▶ Work to complete: Find how many lines in this data contain the string "below". Respond with only that number.

+++

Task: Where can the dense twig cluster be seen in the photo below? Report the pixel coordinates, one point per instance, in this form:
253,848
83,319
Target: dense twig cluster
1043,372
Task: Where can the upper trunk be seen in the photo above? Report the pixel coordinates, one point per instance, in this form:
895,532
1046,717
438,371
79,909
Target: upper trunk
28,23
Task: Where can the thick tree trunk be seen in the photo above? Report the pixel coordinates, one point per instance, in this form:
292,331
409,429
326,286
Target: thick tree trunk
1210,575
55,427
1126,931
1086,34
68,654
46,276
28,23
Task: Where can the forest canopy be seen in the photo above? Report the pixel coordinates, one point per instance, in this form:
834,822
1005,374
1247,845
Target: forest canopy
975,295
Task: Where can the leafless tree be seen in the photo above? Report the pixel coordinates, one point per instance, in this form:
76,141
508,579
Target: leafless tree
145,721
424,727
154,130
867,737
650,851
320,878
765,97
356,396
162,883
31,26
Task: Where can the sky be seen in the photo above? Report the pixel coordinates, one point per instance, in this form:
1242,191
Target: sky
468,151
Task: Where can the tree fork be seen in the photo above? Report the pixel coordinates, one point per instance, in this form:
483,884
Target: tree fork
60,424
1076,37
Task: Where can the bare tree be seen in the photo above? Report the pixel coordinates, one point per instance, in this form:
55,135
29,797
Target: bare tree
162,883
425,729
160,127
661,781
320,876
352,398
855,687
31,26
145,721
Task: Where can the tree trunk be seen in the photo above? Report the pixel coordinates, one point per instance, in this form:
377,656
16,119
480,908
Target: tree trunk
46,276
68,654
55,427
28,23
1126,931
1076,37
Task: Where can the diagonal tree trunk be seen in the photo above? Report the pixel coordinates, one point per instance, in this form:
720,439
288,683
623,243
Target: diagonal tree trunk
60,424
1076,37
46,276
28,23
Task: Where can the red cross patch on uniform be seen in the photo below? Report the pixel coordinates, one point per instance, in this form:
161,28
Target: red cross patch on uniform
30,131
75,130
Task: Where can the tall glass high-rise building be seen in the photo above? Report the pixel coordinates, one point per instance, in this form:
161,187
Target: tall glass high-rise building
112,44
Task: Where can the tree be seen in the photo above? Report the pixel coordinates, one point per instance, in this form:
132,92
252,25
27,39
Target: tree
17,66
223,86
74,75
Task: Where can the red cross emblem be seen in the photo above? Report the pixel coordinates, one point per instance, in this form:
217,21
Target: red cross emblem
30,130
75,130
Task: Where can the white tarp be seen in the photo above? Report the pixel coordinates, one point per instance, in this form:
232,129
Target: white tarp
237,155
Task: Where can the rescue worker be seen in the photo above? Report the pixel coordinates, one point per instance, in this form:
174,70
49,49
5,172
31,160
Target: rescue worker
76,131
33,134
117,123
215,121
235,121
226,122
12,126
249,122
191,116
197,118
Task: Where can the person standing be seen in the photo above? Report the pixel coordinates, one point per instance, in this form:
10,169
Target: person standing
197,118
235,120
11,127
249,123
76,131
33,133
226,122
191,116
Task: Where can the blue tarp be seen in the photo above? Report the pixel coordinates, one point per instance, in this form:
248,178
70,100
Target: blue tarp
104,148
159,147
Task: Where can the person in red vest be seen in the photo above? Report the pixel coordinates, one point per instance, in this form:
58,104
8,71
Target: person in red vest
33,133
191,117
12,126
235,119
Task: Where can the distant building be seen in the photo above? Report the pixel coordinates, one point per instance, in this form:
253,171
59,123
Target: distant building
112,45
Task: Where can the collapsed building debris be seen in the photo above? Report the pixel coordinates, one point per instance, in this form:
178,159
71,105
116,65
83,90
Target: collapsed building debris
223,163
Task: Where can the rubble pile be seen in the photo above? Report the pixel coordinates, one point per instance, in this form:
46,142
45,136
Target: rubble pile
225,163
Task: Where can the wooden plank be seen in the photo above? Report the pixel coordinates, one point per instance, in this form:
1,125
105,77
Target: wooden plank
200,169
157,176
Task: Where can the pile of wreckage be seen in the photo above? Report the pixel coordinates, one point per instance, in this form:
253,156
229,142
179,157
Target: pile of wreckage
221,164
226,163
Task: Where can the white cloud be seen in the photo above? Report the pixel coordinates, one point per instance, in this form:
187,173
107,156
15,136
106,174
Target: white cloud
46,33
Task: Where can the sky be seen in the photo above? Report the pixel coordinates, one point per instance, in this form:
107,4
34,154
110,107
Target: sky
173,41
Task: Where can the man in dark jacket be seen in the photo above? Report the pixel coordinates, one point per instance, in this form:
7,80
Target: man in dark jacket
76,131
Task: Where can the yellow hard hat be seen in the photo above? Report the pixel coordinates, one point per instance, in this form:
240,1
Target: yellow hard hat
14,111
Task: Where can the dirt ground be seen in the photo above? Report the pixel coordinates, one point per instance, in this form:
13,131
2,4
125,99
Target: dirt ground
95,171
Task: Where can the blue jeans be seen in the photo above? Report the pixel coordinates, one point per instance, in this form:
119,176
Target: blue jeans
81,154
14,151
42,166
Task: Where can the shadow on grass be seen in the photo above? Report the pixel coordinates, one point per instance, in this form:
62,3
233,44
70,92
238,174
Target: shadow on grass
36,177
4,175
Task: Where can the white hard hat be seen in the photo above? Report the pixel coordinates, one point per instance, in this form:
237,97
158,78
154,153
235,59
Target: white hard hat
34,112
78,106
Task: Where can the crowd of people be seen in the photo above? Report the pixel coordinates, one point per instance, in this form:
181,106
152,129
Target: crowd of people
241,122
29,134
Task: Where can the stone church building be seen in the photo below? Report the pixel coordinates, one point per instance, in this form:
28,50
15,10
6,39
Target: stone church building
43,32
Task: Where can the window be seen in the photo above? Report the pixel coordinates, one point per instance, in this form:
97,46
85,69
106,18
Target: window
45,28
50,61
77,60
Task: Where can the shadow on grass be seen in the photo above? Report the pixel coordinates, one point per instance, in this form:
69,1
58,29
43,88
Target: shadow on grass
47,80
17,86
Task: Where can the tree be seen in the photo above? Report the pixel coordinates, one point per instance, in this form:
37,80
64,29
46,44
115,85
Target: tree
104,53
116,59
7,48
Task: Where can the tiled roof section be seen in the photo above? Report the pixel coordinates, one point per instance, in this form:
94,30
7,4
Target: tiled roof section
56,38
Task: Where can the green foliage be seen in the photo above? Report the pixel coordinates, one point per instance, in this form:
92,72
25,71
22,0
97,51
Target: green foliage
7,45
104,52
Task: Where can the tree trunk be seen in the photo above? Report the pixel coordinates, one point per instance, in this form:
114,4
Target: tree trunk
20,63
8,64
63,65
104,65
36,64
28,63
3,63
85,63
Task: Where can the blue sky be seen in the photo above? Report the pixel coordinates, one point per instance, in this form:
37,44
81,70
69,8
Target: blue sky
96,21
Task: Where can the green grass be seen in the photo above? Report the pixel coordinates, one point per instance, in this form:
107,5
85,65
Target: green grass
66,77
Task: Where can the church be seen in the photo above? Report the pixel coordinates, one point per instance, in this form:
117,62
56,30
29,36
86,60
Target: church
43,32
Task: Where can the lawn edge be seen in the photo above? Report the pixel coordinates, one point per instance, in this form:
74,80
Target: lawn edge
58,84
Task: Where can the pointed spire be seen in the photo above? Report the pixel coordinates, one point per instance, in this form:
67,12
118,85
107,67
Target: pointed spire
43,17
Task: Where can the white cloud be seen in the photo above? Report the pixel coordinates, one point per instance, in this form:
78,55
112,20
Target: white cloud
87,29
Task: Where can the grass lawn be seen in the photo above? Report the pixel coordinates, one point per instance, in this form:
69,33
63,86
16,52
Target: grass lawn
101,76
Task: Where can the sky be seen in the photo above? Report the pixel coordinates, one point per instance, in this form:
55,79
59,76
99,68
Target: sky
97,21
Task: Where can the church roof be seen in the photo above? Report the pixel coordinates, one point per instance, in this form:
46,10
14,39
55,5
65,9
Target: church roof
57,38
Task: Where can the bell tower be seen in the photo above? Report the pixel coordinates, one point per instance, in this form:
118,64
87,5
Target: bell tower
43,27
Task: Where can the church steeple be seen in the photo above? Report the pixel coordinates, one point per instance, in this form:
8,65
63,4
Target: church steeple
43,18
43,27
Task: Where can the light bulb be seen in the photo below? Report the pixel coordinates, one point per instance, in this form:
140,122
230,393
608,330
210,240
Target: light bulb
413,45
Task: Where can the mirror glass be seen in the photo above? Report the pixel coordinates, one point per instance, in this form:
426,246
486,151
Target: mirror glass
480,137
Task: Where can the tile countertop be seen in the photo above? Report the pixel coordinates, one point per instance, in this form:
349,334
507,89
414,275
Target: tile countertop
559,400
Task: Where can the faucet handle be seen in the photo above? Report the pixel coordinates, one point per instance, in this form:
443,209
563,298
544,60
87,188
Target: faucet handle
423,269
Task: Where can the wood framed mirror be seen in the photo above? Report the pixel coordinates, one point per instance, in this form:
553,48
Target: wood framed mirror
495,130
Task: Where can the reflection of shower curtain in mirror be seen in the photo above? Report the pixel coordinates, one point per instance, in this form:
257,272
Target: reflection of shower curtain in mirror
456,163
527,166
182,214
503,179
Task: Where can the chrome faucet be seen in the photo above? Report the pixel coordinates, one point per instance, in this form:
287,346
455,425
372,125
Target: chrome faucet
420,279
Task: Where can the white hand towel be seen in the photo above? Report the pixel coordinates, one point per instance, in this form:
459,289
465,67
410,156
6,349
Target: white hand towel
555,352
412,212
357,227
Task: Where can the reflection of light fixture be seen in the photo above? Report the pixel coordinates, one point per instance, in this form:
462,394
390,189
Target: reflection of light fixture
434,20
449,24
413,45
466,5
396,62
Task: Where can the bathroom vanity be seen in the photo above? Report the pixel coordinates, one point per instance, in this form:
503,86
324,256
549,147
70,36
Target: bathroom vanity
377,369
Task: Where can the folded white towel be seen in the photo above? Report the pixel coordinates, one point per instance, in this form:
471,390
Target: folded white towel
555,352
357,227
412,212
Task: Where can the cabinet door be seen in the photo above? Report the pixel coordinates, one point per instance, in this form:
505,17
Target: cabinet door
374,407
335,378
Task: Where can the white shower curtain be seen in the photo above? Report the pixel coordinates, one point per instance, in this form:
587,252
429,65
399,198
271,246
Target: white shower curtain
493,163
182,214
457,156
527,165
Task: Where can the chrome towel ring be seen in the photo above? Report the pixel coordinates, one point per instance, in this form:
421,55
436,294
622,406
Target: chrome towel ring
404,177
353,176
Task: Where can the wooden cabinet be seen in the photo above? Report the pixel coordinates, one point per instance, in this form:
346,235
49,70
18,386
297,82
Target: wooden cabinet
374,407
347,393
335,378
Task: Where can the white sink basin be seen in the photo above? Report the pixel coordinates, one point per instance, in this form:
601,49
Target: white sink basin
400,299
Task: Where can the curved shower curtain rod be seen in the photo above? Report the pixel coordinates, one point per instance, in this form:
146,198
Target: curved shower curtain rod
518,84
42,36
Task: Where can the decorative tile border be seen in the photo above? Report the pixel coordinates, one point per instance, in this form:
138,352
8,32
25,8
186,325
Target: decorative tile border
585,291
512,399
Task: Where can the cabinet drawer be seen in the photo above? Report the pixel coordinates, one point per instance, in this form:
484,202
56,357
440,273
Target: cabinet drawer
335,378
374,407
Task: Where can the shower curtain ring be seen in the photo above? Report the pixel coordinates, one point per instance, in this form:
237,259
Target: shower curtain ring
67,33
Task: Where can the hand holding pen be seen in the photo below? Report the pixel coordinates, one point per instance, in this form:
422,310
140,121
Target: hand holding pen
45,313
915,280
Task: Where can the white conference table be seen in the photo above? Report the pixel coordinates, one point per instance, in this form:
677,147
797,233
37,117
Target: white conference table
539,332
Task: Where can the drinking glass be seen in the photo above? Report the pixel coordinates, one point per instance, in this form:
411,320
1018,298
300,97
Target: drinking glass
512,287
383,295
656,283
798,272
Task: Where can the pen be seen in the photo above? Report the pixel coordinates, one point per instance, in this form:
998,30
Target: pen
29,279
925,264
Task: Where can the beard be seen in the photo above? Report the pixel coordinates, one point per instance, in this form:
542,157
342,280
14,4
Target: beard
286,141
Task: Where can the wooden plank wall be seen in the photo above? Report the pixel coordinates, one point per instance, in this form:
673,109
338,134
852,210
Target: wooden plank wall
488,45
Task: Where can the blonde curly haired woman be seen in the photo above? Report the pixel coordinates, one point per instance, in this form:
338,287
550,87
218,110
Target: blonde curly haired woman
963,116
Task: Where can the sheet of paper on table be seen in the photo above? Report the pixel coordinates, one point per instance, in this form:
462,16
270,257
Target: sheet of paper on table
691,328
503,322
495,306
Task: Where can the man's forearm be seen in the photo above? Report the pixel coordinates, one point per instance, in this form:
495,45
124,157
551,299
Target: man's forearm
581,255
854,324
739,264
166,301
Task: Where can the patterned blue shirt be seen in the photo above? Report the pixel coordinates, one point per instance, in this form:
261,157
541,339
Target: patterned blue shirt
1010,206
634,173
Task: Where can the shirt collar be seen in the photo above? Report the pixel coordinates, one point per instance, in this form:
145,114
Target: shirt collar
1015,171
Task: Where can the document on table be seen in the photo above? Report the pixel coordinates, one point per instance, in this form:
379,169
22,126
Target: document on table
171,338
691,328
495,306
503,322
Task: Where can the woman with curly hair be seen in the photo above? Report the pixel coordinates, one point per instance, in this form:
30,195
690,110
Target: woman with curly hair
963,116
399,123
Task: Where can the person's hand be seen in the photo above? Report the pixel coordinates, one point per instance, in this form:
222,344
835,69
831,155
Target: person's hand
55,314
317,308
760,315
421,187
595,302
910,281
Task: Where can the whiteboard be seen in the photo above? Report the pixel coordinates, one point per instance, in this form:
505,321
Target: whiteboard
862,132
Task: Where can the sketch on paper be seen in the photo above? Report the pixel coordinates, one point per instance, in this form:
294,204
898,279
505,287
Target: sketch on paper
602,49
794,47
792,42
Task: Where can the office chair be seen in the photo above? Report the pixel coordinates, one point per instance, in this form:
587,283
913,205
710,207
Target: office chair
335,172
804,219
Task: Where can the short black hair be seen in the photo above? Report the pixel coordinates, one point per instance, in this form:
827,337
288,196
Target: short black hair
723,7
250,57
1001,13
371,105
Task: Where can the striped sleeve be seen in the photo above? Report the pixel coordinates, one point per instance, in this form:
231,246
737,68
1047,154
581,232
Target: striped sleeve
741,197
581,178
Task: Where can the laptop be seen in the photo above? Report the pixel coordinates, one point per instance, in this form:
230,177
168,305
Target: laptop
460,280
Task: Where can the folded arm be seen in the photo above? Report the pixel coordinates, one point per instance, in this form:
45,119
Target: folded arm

+++

▶ Result of this task: 5